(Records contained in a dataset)
__________________________________________________

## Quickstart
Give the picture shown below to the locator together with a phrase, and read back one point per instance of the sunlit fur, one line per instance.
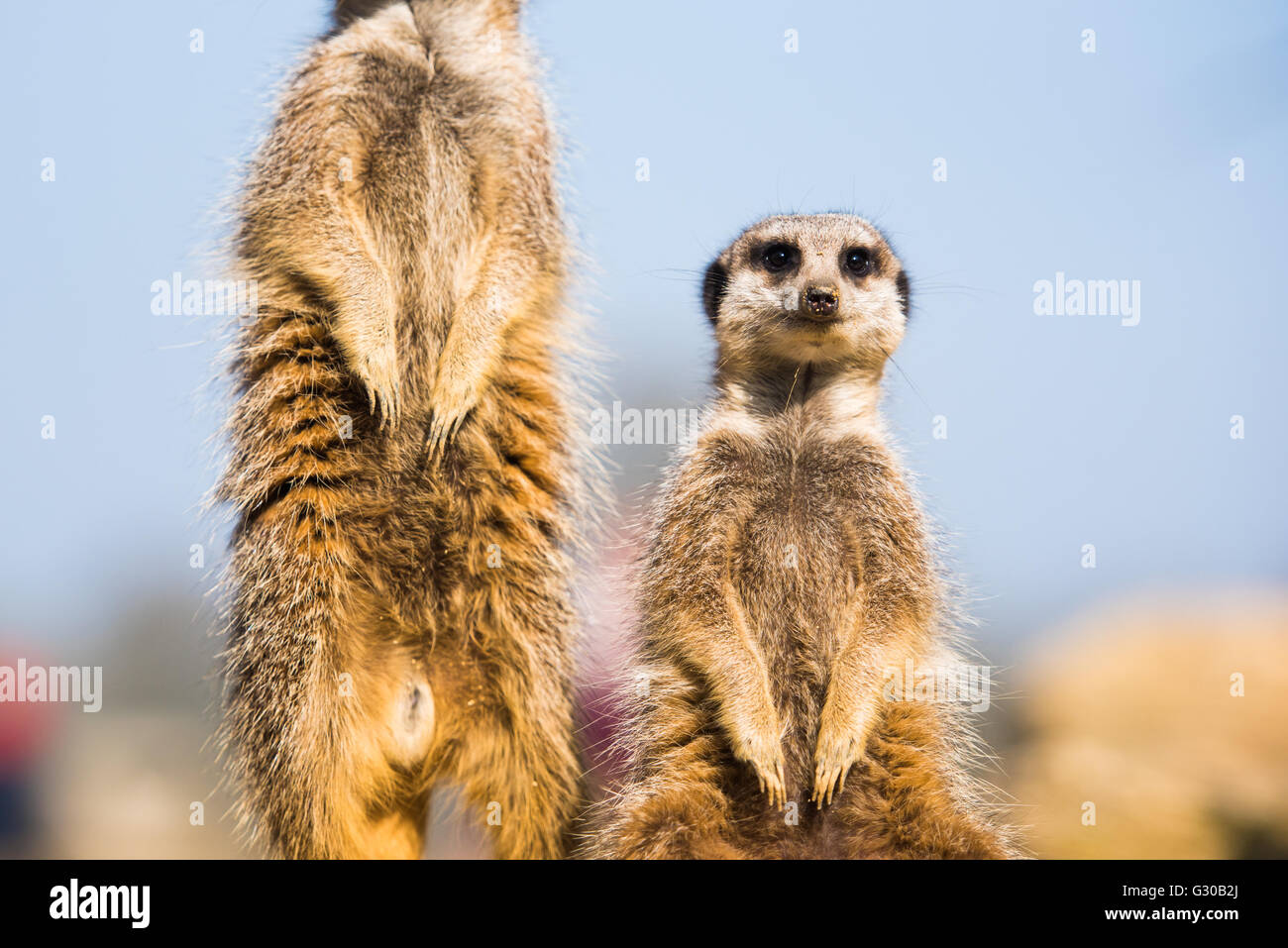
(789, 567)
(399, 594)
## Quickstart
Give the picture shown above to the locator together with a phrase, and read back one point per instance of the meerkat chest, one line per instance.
(798, 558)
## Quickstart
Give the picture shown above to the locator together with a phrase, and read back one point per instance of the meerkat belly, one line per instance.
(791, 574)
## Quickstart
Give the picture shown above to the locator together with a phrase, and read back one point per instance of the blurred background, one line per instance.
(1112, 494)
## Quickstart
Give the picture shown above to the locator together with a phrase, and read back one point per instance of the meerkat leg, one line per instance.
(518, 764)
(849, 711)
(741, 685)
(675, 805)
(327, 710)
(906, 802)
(331, 725)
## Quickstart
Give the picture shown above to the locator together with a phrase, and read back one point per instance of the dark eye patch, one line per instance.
(778, 257)
(858, 262)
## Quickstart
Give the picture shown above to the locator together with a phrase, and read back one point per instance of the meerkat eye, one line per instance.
(780, 257)
(858, 262)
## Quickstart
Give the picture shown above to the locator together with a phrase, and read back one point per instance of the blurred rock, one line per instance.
(1132, 711)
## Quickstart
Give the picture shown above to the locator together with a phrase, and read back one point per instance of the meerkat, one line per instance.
(402, 472)
(789, 567)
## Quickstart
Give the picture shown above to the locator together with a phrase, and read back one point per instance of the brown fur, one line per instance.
(789, 569)
(399, 596)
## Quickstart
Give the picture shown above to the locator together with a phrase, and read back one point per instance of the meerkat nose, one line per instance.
(822, 300)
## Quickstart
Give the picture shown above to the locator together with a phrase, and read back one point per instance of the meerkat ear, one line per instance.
(713, 285)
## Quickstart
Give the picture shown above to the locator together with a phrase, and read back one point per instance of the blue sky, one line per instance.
(1061, 430)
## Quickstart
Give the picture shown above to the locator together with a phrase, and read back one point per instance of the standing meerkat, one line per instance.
(789, 569)
(402, 472)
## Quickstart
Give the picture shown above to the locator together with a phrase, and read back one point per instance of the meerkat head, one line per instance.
(818, 288)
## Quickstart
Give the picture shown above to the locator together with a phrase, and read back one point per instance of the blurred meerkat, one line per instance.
(789, 569)
(402, 468)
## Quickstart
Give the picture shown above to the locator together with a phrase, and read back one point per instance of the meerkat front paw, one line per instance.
(450, 404)
(377, 369)
(841, 742)
(760, 746)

__________________________________________________

WHAT IS BEING ASKED - Please output the records above exactly, without the pictures.

EXERCISE RESULT -
## Quickstart
Give the picture shown below to the locator together with a phrase, and read back one point per instance of the sunlit fur, one line per instance.
(789, 567)
(399, 594)
## Quickstart
Give the picture shown above to the locator together with a phrase, and read back one point per instance of the meerkat chest, one line per instance.
(798, 558)
## Quickstart
Give the picture shown above to the locator together with a phrase, and read back one point per instance of the meerkat belly, one line per instance.
(791, 574)
## Quickstart
Give the picture shown above to the locator together with a phrase, and read back one point per instance of the blurred background, one line per instance.
(1112, 494)
## Quickstart
Give the picture shown above to the locator together with a phrase, and read back one point per instance of the meerkat leg, one line per instance.
(518, 764)
(849, 711)
(741, 685)
(675, 805)
(327, 710)
(906, 802)
(331, 725)
## Quickstart
Give the picture shown above to the locator together with a phrase, and read back one point per instance of the dark eye patch, one line per instance.
(778, 257)
(858, 262)
## Quickstart
Give the picture shown above to the locator together with a phrase, and read back one point per instance of the meerkat eye, one line per instance.
(780, 257)
(858, 262)
## Quickstart
Give the picture shown above to the locator together with a phrase, and read back one point per instance of the blurred rock, one line per instance.
(1132, 711)
## Quickstart
Give the picture shown above to the locator together with a phrase, and read back one point per instance of the meerkat, one line per instance.
(402, 472)
(789, 567)
## Quickstart
Give the picture shown above to the locator together with a phrase, and read back one point per instance of the brown fur, one line per instance.
(789, 569)
(399, 596)
## Quickstart
Give the picture shown above to the locator together with a phrase, and read back one point per instance of the meerkat nose, one line per instance.
(822, 300)
## Quickstart
Give the picture shown above to the locator together with a phrase, and read back one point per instance of the meerkat ear, one line per instance.
(713, 285)
## Quickstart
Give the picture shown above to the locator together with a phrase, and read back one point per instance of the blue sky, one line per instance.
(1061, 430)
## Quickstart
Give the picture shown above to the locator together with a phrase, and read back one point per instance of the standing meerkat, one line per instance.
(789, 569)
(402, 472)
## Quickstart
Give the picture shown above to the locator together with a phrase, and read back one point per instance of the meerkat head, one line per instance.
(818, 288)
## Quickstart
Give the picture shown above to the locator together with a phrase, and read back one point per instance of the blurred meerkat, one line per instance.
(789, 569)
(402, 468)
## Quickstart
Give the picture shown above to the locator together with a phrase, and read back one point per instance of the meerkat front paw, one line per instance.
(450, 404)
(377, 369)
(841, 742)
(760, 746)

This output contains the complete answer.